■ Extrait source:
----
Le Dada russe, à l'inverse du monde


Entre 1914 et 1924, quelques dizaines d'artistes en Europe se sont sentis obligés de démonter le monde. Après la boucherie de la Première Guerre, rien ne pouvait plus jamais être pareil. Ni l'art, bien sûr. En Russie, Eisenstein, Popova, Rodchenko, Maiakovski... flirtent avec le Dada. Et marquent à jamais l'histoire de l'art. C'est de cet épisode extraordinairement créatif, à travers près de 500 œuvres, que nous parle l'expo du Reina Sofía.

Dadá ruso 1914-1924

Museo Nacional Centro de Arte Reina Sofía, Madrid

jusqu'au 22 octobre

Ils étaient anarchistes, apatrides, hostiles à toute forme d'abrutissement social. Dada ? Pendant que des poilus héroïques se battent dans les tranchées ? Que la France et l'Allemagne se gazent ? Qui sont ces déserteurs ? Des agités du bocal, des étrangers apatrides, qui ont choisi le nom de leur mouvement contre l'art et la société, au hasard, dans un dictionnaire. Dada, mouvement international d'artistes et d'écrivains, est né d'un intense dégoût pour la guerre qui signait à ses yeux la faillite des civilisations, de la culture et de la raison.

Le musée d'art moderne de Madrid nous invite à une joyeuse rétrospective multimédia : 251 peintures, collages, dessins, 73 photographies, 150 documents et publications, 22 films et œuvres sonores. Les travaux de 90 artistes russes et européens qui correspondent à l'apogée du mouvement Dada, entre la Première Guerre Mondiale et la mort de Lénine en 1924.

Ilin (Nal), Futurisme dans un village, 1914

Le Dada est né à Zurich, dans une ruelle qui sent le saucisson bon marché. Aux commandes de Tristan Tzara, le Cabaret Voltaire est une sorte de bar pop up, une salle au fond d'un bistro, qui vivra six mois, fermé pour tapage nocturne, tapage social, tapage moral. Un des défis les plus hasardeux de l'art européen du 20° siècle. Poètes, musiciens, peintres, photographes, écrivains, cinéastes, dilettantes... passent des nuits blanches, s'enivrent, et donnent corps et non-sens au mouvement le plus anarchiste que produiront les avant-gardes historiques.

Alors qu'en Russie on a plutôt parlé de futurisme pour qualifier l'avant-garde, l'exposition Dadá Ruso voit le vivier créatif à travers les canons du Dada. Les grandes tendances de l'innovation artistique du siècle qui nait sur les ruines morales de l'Europe, juste avant et juste après la Révolution bolchévique, sont partagées par les deux mouvements, et de nombreux artistes russes trouvent dans le constructivisme et le dadaïsme une nouvelle manière de déchiffrer le monde.
----
■ Énoncé A: Mettez à jour le passage de l'extrait source qui va de « Le musée d'art » à « Lénine en 1924. », en remplaçant « rétrospective » par « exposition ».
L'extrait source et les enregistrements sont des documents sans lien entre eux.
----
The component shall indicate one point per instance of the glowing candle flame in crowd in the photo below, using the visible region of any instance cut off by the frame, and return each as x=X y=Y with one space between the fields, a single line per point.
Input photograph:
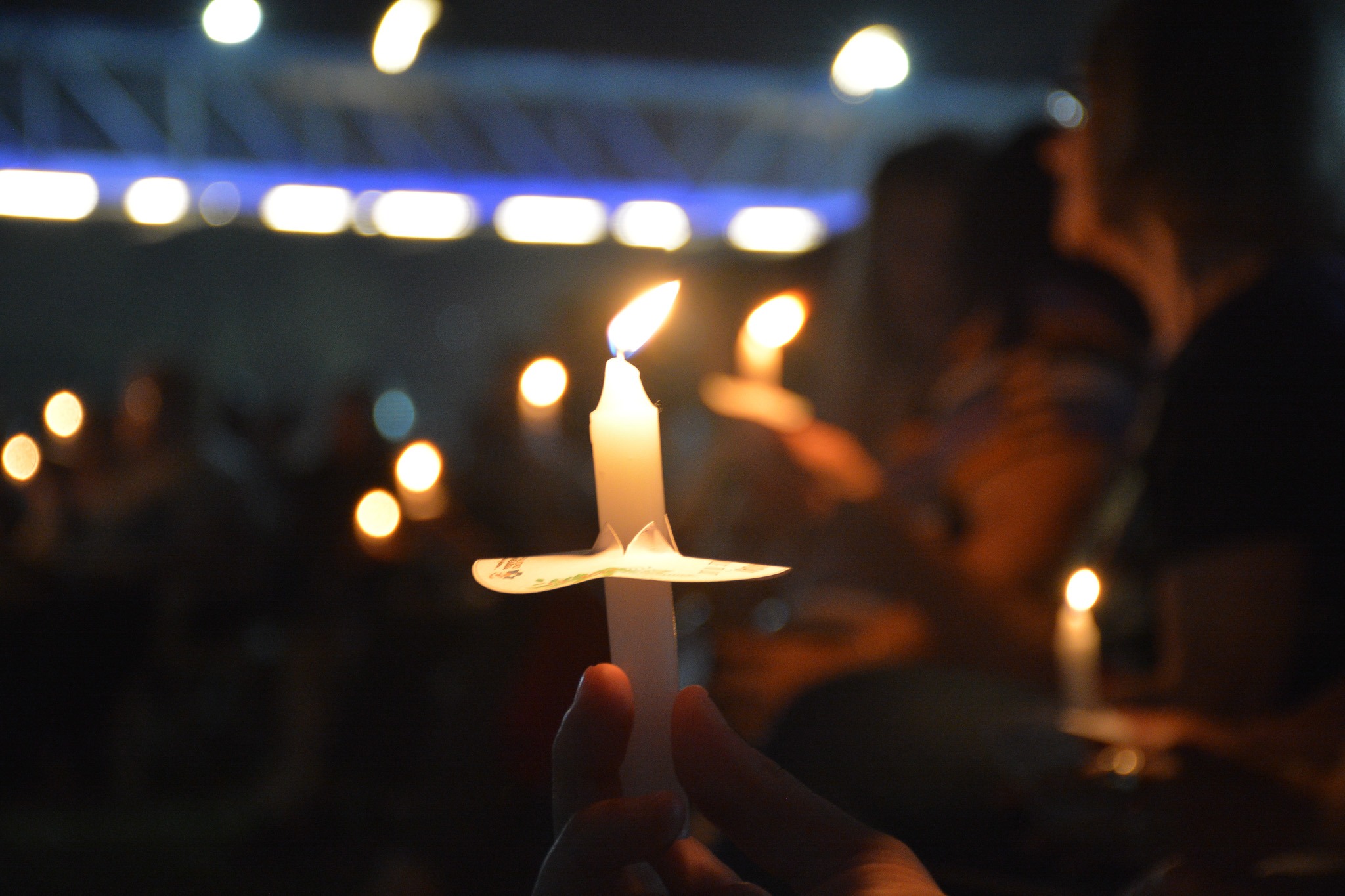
x=768 y=330
x=638 y=322
x=64 y=414
x=544 y=382
x=418 y=467
x=1079 y=641
x=20 y=457
x=378 y=515
x=1082 y=590
x=400 y=34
----
■ Énoncé B: Recopiez à l'identique toutes les lignes des enregistrements ci-dessus, sans y inclure les images.

■ Résultat final A:
Le musée d'art moderne de Madrid nous invite à une joyeuse exposition multimédia : 251 peintures, collages, dessins, 73 photographies, 150 documents et publications, 22 films et œuvres sonores. Les travaux de 90 artistes russes et européens qui correspondent à l'apogée du mouvement Dada, entre la Première Guerre Mondiale et la mort de Lénine en 1924.

■ Résultat final B:
The component shall indicate one point per instance of the glowing candle flame in crowd in the photo below, using the visible region of any instance cut off by the frame, and return each as x=X y=Y with one space between the fields, a single line per point.
Input photograph:
x=768 y=330
x=638 y=322
x=64 y=414
x=544 y=382
x=418 y=467
x=1079 y=641
x=20 y=457
x=378 y=515
x=1082 y=590
x=400 y=34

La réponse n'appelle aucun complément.